(Dataset listing of object locations)
_ _ _

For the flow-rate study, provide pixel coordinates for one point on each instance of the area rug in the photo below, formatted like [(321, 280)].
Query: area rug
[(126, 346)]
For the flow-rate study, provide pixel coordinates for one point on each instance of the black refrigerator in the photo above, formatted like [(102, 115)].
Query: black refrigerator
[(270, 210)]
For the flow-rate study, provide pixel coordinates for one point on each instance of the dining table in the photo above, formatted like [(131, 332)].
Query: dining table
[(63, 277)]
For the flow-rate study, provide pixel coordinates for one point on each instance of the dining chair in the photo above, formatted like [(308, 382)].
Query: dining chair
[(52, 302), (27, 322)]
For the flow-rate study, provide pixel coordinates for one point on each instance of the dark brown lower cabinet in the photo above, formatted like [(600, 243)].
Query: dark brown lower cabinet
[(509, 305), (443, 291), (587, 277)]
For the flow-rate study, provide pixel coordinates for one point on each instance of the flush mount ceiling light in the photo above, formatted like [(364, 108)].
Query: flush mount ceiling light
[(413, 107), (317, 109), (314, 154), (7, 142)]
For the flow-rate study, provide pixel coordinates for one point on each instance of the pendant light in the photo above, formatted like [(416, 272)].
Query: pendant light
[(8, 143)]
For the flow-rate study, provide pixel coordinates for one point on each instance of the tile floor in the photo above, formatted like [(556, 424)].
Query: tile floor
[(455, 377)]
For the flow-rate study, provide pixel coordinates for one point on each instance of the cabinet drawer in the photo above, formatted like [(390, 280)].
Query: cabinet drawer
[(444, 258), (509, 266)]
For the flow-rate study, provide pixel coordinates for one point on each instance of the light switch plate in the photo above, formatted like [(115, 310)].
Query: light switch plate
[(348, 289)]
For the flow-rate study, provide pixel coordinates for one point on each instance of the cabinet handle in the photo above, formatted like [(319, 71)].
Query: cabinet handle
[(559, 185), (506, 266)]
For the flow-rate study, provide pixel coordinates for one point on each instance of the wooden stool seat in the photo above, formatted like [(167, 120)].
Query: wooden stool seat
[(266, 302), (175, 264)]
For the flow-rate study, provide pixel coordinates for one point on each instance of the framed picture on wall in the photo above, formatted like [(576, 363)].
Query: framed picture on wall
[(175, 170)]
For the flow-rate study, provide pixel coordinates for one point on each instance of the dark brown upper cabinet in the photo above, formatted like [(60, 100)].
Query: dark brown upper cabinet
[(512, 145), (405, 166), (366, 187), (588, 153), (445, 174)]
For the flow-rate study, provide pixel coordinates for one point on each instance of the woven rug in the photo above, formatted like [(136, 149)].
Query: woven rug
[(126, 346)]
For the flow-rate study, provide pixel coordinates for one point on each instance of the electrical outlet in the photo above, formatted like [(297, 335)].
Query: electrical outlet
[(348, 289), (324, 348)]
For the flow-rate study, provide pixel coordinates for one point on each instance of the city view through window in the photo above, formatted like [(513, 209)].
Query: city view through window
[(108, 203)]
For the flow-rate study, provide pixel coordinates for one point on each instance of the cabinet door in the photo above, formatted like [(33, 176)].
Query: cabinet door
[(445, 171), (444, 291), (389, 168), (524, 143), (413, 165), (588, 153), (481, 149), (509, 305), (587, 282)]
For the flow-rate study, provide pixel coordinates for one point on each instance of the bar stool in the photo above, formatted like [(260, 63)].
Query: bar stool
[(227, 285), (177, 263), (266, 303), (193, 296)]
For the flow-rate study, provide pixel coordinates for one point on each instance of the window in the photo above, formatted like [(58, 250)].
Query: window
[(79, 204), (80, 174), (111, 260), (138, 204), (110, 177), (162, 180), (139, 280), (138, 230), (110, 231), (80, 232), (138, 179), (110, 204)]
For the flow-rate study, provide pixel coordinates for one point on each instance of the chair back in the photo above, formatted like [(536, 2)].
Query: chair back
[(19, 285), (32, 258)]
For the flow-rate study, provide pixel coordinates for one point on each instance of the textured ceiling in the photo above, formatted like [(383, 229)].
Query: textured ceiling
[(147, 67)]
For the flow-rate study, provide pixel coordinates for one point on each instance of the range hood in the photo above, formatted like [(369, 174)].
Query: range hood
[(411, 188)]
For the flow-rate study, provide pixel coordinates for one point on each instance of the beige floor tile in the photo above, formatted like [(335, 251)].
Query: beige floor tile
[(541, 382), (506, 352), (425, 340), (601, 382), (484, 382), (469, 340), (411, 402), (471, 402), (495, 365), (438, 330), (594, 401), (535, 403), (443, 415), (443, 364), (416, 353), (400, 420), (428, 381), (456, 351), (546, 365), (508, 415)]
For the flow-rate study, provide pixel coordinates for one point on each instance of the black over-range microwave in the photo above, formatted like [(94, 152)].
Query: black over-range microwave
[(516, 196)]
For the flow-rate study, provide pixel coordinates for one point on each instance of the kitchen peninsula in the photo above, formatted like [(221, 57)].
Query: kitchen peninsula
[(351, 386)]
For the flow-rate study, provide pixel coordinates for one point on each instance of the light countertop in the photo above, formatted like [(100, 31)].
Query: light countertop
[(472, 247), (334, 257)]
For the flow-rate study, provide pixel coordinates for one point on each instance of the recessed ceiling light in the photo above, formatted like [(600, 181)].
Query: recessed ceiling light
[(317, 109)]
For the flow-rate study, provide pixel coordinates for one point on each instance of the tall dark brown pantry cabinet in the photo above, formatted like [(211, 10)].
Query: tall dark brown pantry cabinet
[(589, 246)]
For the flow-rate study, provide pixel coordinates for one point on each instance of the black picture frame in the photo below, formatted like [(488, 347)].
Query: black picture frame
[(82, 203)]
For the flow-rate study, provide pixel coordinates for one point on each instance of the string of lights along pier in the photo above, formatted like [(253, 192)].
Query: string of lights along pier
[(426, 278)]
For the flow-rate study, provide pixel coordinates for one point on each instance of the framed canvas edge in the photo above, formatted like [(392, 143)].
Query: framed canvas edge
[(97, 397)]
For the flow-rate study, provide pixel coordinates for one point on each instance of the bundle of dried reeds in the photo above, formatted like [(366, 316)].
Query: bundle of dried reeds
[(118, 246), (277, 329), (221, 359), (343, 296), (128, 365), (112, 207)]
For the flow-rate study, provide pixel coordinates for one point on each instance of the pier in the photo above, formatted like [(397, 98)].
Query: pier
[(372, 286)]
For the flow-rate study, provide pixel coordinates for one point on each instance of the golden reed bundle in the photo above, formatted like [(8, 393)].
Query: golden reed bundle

_ _ _

# WRITTEN PROBLEM
Reproduce the listing above in full, substituting "image coordinates" for every occurrence of "pixel coordinates" and leaving all other text unchanged.

# ANSWER TO THIS PROBLEM
For the flow-rate study, provide image coordinates for one point on each instance of the area rug in the photo below, formatted like [(321, 280)].
Query: area rug
[(126, 346)]
For the flow-rate study, provide image coordinates for one point on each instance of the black refrigerator in the photo above, formatted like [(102, 115)].
Query: black refrigerator
[(270, 210)]
For the flow-rate study, provide image coordinates for one point on each instance of the dining table in the photo above, formatted like [(131, 332)].
Query: dining table
[(63, 277)]
For the flow-rate study, provide image coordinates for one point on each instance of the dining chair in the photo above, formatted like [(308, 382)].
Query: dining chair
[(52, 302), (27, 322)]
For the flow-rate study, provide image coordinates for one point on each instance of the dark brown lower cabinet in the photo above, formatted like [(600, 243)].
Query: dark brown lower cabinet
[(509, 305), (443, 291), (587, 277)]
For the flow-rate study, provide image coordinates for one point on each instance of the flush mount ceiling light in the photo above, formatted like [(364, 108)].
Query: flush mount ceiling light
[(413, 107), (317, 109), (314, 154), (7, 142)]
For the flow-rate study, provide image coordinates for one point on each instance of the pendant light in the photo above, formatted like [(416, 272)].
Query: pendant light
[(8, 143)]
For the flow-rate study, provide image coordinates for one point on each instance of the tile floor in the photo above, formatted like [(556, 424)].
Query: tile floor
[(455, 377)]
For the flow-rate study, provide image coordinates for one point on each instance of the cabinet drawer in the photo above, formatted like [(390, 280)].
Query: cabinet drawer
[(444, 258), (509, 266)]
For the flow-rate study, provide image coordinates for one point on each instance of the light switch plate in the photo above, formatted like [(115, 310)].
Query: light switch plate
[(348, 289)]
For the flow-rate study, provide image coordinates for one point on each instance of the cabinet handle in the photo above, formatted like [(319, 71)].
Query: cabinet handle
[(559, 185), (506, 266)]
For the flow-rate study, provide image coordinates for one point on each instance of the wooden stool seat in the photo above, formatted like [(167, 120)].
Query: wooden stool seat
[(266, 302), (175, 264)]
For the flow-rate study, provide image coordinates for one point on each instance of the framed picture on wall in the photo above, formatted like [(576, 363)].
Query: framed picture on wall
[(175, 170)]
For the flow-rate study, provide image coordinates for one point on each instance of the dark brown upper cabinet in the photo above, formatted like [(60, 100)].
Query: dark brown upper cabinet
[(512, 145), (405, 166), (366, 187), (588, 153), (445, 174)]
For the flow-rate study, provide image coordinates for one point on each instance of the woven rug in the photo above, formatted like [(136, 149)].
Query: woven rug
[(126, 346)]
For the flow-rate study, provide image coordinates for one point on each instance of the electrical outlet in the photo above, formatted like [(297, 335)].
Query: electrical outlet
[(348, 289), (324, 348)]
For the flow-rate study, provide image coordinates for one point on each instance of the city view through window in the photo above, formatted like [(513, 209)].
Query: city view through window
[(108, 203)]
For the flow-rate study, provide image coordinates for one point on each instance of the cabinet door in the photo above, formatted like [(33, 176)].
Query: cabinet door
[(445, 171), (444, 291), (389, 168), (524, 143), (413, 165), (588, 153), (481, 149), (509, 305), (587, 282)]
For the flow-rate study, provide image coordinates for one point on each instance of the bar stool in the photo above, formatted like [(260, 63)].
Query: bar stool
[(227, 285), (177, 263), (266, 303), (193, 296)]
For the flow-rate study, provide image coordinates for one point on each instance of the window in the photo above, formatted like [(58, 250)].
Query: window
[(79, 204), (80, 174), (111, 260), (138, 204), (110, 177), (162, 180), (139, 280), (138, 230), (110, 231), (80, 232), (138, 179), (110, 204)]
For the flow-rate study, provide image coordinates for one point on each instance of the chair back in the photo above, formatted like [(536, 2)].
Query: chair back
[(19, 285), (32, 258)]
For the flow-rate study, provide image coordinates for one point on each instance of the textured ceiling in the photo above, formatted like [(383, 229)].
Query: textured ceiling
[(147, 67)]
For the flow-rate study, provide image coordinates for one point on each instance of the range hood in the photo above, formatted like [(369, 174)].
Query: range hood
[(411, 188)]
For the flow-rate study, provide image coordinates for one point on each instance of the beige floor tile in the photo above, formatted like [(335, 251)].
Query: beige floor tile
[(541, 382), (506, 352), (425, 340), (601, 382), (484, 382), (469, 340), (411, 402), (471, 402), (495, 365), (438, 330), (594, 401), (535, 403), (443, 415), (443, 364), (416, 353), (400, 420), (428, 381), (456, 351), (546, 365), (508, 415)]
For the flow-rate study, provide image coordinates for one point on each instance of the black over-range microwave in the photo above, formatted like [(94, 152)].
Query: black over-range microwave
[(516, 196)]
For the flow-rate study, provide image coordinates for one point on each instance of the kitchen peninsula in the photo above, formatted like [(221, 57)].
Query: kitchen peninsula
[(351, 386)]
For the flow-rate study, provide image coordinates for one point on each instance of the light countertop in the photo above, formatted like [(100, 31)].
Query: light countertop
[(472, 247), (334, 257)]
For the flow-rate study, provide image coordinates for one point on each instance of the recessed ceiling light in the photo above, formatted like [(600, 181)].
Query: recessed ceiling light
[(317, 109)]
For the flow-rate study, provide image coordinates for one point on each instance of the tall dark brown pantry cabinet in the photo above, formatted like [(211, 10)].
Query: tall dark brown pantry cabinet
[(589, 246)]
For the flow-rate study, provide image coordinates for one point on each instance of the black picture frame in the photo below, formatted like [(488, 347)].
Query: black picture frame
[(82, 203)]
For the flow-rate study, provide image coordinates for one point on each instance of the string of lights along pier in the photo above, formatted like [(253, 192)].
Query: string of lights along pier
[(426, 278)]
For the flow-rate study, provide image coordinates for one point on each instance of the framed canvas edge in the photo above, formatted like [(392, 143)].
Query: framed canvas edge
[(97, 397)]
For the flow-rate study, provide image coordinates for one point on each instance of the bundle of dried reeds in the photo above, formatted like [(366, 316)].
Query: bundle of dried reeds
[(118, 246), (277, 329), (221, 359), (343, 296), (128, 365), (112, 207)]
For the flow-rate study, provide image coordinates for one point on each instance of the pier in the photo above, formatted like [(397, 98)].
Query: pier
[(372, 286)]
For the flow-rate study, provide image coordinates for one point on each instance of the golden reed bundle in the photo above, formatted like [(8, 393)].
Query: golden reed bundle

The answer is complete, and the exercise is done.